### Task goal:
After locating the line that contains "Query: green tree" in the records below, write out exactly that line and each line after it through the one that contains "column 983, row 592", and nothing else.

### Data supplied:

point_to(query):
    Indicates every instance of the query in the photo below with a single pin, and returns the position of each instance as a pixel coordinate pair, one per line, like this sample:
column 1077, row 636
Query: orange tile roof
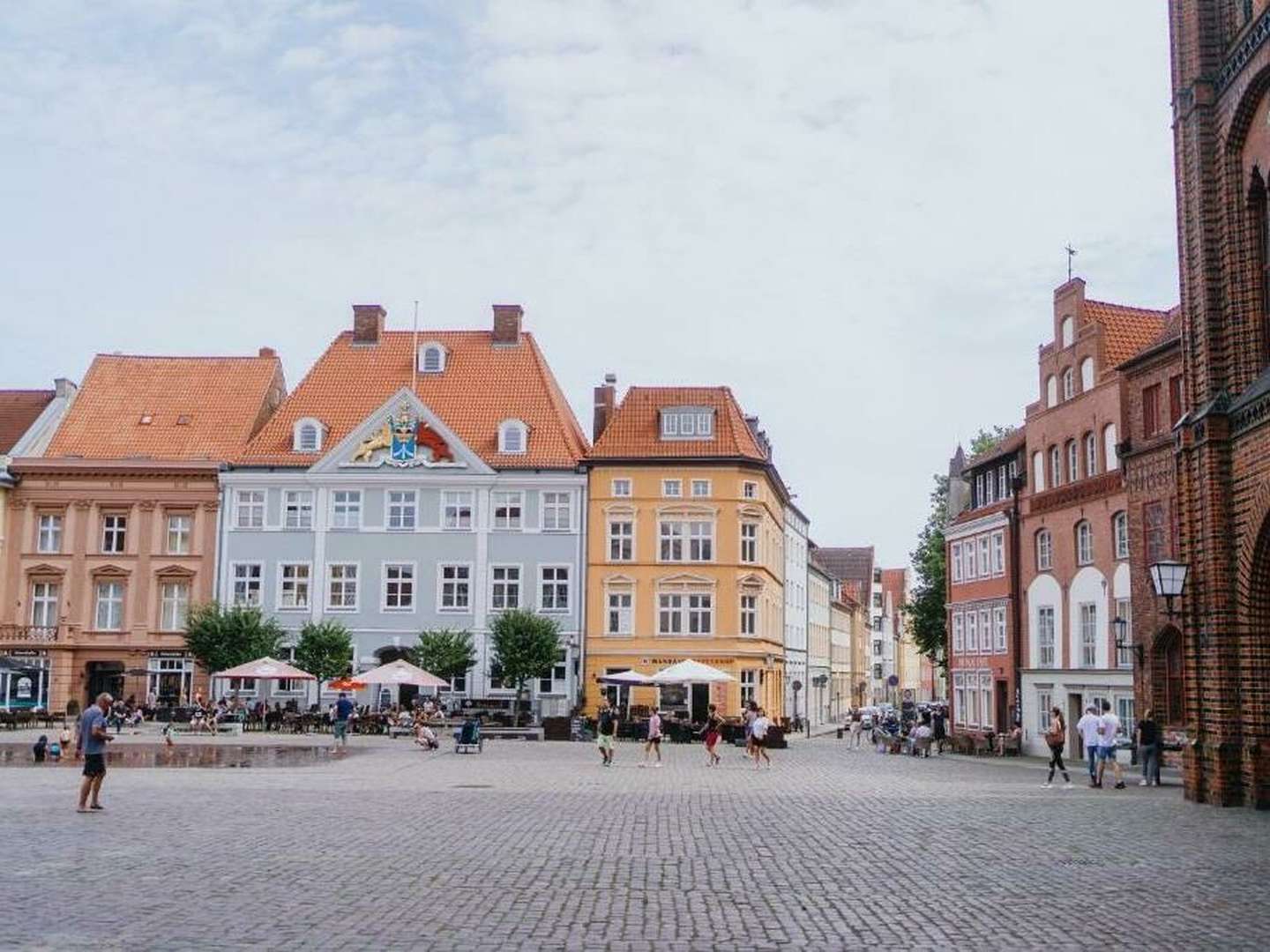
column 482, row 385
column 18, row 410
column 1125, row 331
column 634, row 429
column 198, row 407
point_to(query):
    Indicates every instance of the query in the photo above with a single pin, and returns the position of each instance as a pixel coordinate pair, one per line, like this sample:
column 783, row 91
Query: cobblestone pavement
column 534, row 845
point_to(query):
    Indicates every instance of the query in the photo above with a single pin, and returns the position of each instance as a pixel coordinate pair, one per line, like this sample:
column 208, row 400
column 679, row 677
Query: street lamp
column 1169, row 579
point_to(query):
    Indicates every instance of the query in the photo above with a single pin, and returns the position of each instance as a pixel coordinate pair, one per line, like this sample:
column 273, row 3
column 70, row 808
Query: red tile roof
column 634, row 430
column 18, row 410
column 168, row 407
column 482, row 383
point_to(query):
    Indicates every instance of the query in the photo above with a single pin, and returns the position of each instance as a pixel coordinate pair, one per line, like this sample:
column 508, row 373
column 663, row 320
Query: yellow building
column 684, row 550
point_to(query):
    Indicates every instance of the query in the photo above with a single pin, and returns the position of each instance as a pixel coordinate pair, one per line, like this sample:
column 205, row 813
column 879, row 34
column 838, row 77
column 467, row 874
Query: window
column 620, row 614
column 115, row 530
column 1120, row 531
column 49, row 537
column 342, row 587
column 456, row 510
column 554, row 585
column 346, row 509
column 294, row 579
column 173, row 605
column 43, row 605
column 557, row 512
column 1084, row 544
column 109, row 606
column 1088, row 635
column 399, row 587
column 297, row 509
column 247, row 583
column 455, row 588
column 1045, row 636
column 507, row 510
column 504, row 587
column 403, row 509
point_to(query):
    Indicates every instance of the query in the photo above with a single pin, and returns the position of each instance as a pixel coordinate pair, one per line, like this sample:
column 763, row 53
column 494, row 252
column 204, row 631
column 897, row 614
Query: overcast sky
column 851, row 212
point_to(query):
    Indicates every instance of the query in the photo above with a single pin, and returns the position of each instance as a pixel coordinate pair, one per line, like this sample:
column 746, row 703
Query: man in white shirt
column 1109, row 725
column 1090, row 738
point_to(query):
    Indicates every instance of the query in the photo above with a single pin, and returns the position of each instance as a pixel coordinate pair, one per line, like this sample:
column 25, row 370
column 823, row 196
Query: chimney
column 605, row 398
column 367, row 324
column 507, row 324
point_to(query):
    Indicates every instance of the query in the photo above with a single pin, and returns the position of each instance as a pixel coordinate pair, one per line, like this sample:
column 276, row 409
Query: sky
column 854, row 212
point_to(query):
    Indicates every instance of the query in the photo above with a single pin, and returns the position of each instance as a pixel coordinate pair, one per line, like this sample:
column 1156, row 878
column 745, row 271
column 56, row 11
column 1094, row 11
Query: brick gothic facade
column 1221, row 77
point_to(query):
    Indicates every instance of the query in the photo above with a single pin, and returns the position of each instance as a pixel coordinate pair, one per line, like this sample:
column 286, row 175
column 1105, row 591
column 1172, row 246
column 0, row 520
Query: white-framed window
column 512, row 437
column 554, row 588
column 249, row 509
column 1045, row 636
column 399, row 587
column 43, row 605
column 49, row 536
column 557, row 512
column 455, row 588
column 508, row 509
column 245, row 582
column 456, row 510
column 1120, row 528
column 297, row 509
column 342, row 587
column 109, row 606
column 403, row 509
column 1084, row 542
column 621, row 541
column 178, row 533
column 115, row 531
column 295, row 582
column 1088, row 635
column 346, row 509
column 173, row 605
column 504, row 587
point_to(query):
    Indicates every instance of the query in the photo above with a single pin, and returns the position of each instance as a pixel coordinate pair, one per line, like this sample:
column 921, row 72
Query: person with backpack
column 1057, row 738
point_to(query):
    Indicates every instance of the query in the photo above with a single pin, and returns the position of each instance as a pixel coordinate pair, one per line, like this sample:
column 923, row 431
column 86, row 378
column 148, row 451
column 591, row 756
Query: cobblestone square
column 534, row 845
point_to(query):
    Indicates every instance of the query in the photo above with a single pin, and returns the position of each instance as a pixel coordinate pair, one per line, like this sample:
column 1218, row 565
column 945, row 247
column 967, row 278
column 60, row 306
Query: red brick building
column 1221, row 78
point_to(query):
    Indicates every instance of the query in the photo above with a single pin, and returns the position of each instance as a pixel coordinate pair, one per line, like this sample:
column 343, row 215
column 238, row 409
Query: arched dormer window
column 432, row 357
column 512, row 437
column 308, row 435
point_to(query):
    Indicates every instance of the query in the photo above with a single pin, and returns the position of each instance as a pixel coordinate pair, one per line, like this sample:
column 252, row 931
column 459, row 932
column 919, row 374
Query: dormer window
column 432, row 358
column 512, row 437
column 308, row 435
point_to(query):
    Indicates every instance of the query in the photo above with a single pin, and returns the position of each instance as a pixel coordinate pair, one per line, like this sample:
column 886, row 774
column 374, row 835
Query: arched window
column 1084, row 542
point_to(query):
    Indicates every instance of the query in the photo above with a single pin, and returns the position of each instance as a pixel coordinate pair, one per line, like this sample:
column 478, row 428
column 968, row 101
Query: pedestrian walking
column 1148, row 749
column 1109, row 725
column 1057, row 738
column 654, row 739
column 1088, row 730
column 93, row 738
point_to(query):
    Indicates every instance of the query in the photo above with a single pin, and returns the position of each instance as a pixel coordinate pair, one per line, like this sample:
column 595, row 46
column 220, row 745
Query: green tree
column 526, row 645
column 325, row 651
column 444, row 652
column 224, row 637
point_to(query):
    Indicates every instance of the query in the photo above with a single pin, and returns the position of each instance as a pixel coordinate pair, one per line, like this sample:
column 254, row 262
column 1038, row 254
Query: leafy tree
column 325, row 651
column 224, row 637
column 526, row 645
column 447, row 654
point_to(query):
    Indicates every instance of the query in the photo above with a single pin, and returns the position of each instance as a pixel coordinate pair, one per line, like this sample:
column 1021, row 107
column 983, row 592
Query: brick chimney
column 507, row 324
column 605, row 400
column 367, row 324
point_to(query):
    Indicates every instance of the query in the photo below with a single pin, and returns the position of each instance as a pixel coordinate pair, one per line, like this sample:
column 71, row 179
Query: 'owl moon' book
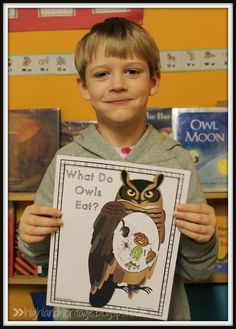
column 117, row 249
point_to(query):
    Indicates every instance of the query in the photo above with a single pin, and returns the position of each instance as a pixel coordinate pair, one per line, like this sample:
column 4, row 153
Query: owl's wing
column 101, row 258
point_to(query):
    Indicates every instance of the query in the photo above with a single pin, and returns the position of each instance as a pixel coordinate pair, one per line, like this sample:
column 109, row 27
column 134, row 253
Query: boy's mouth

### Exercise result:
Query: green tree
column 526, row 645
column 325, row 651
column 444, row 652
column 224, row 637
point_to(query):
    Indicates every instance of the query in the photo above with a single pin, and returns the position of each instance as a pixel coordinate pair, one per line, like this sample:
column 254, row 262
column 1038, row 254
Query: leafy tree
column 325, row 651
column 224, row 637
column 526, row 645
column 447, row 654
point_to(query):
    Indicates every instance of the query in the photo above with a single pin, and returns the position of each instance as a pixel coordinate pair, one per line, like this sample:
column 1021, row 107
column 983, row 592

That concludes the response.